ACTION ITEM: Retype the records below exactly as they stand, but with no images.

========

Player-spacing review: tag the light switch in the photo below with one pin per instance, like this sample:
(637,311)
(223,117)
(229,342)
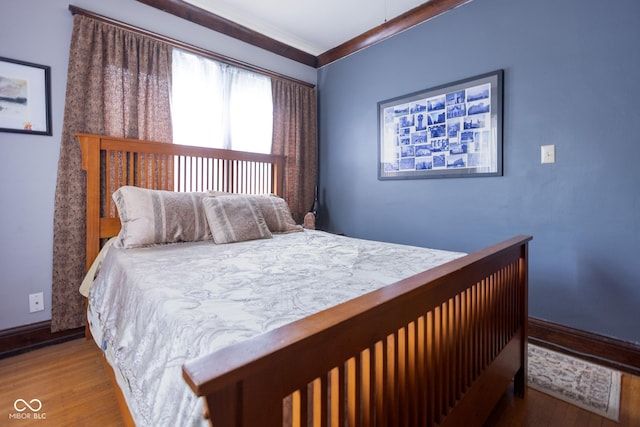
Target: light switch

========

EXERCISE RESULT:
Player-spacing review: tag the light switch in the photo below with one pin per instance, like this sample:
(637,311)
(223,117)
(229,342)
Target: light switch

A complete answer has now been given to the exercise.